◆ **READING PASSAGE**

^^^^^^^^

MINNEAPOLIS (WCCO) -- Mayo Clinic has announced some much-needed relief for COVID-19 patients suffering long-term effects of the coronavirus. The hospital has launched a rehabilitation program to help these so-called "long haulers."

Those are the people suffering symptoms weeks or even months after their infections.

"It started as a Monday in May. What I felt was something like an allergy attack," John Murphy said.

Days later, Murphy learned he had COVID-19. The 58-year-old at first fought through the fever, but the fatigue, and the loss of taste and memory have lingered for months.

"Everybody expects it to run like a flu bug -- it ramps up, you feel bad, it ramps back down, and you recover -- and that's not how it goes," Murphy said.

Dr. Greg Vanichkachorn leads Mayo Clinic's COVID Activity Rehabilitation Program (known as CARP) to help positive patients return to daily life sooner.

"Surviving the first acute infection with COVID is only the first chapter in COVID's pandemic story," Vanichkachorn said.

His team's worked with 60 of what they call Post-COVID Syndrome patients, so far. From physical therapy, reconditioning work to fatigue specialists, CARP provides an individualized approach.

"From the start, it became clear the road to recovery was not going to be straight for a lot of these patients," Vanichkachorn said.

Mayo's is now one of several specialized centers across the country. Vanichkachorn said profound fatigue and headaches are some of the most common long-term symptoms. If they last longer than six months, he says it's possible something else is wrong.

"You just don't have what you had before, energy-wise," Murphy said.

He's only now starting to feel like himself again, believing the pandemic goes well beyond daily case counts.

"It's just the quarantine that matters. That's not the end of the road," Murphy said.

It's still not clear exactly how many patients will experience these long-term symptoms, but Vanichkachorn says it's certainly not rare. If you're not able to find help from your local provider for lingering effects, Mayo Clinic is accepting more patients.

^^^^^^^^

◆ **INFORMATION PROVIDED**
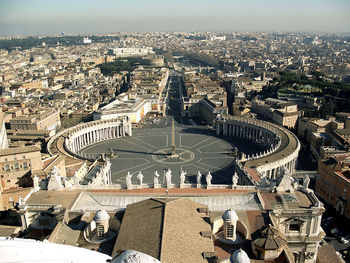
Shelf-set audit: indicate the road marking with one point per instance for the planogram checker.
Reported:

^^^^^^^^

◆ **TASK LIST**
1. Print everything in the Mayo Clinic report from "Those are the" down to "John Murphy said.".
2. In the Mayo Clinic report, why does Vanichkachorn treat symptoms that last longer than six months as significant?

◆ **SOLUTIONS TO THE TASKS**
1.
Those are the people suffering symptoms weeks or even months after their infections.

"It started as a Monday in May. What I felt was something like an allergy attack," John Murphy said.

2. Profound fatigue and headaches are among the most common long-term symptoms of COVID-19. Vanichkachorn says that if they last longer than six months, it is possible that something else is wrong.